WHAT TO PRODUCE: Count the lines in the entries below that contain the string "black", treating uppercase and lowercase letters as distinct. Reply with the number alone.

DATASET ROWS:

::::::::::

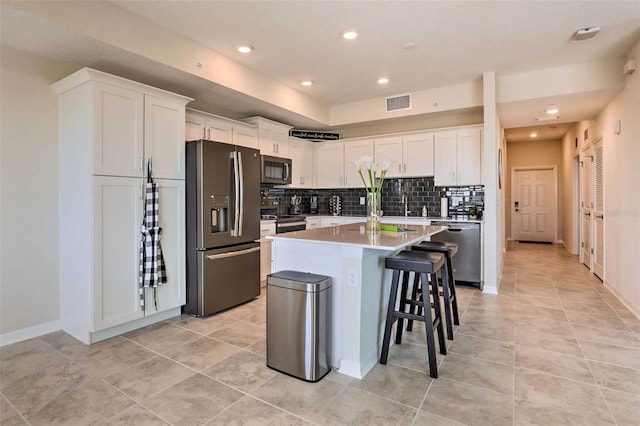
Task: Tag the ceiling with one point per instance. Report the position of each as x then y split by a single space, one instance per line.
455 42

::::::::::

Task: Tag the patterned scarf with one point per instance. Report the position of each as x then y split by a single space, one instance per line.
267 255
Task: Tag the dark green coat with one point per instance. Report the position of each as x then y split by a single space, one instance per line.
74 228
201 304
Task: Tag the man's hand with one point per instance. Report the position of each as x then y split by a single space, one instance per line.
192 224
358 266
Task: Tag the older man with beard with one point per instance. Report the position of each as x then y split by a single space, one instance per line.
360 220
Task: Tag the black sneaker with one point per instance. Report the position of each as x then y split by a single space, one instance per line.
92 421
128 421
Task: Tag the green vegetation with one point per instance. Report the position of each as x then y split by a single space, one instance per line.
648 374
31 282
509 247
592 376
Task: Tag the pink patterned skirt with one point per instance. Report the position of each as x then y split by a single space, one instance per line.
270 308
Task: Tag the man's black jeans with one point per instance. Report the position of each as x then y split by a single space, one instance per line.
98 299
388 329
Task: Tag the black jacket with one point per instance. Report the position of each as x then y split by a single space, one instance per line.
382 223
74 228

::::::::::

FINISHED EXERCISE: 3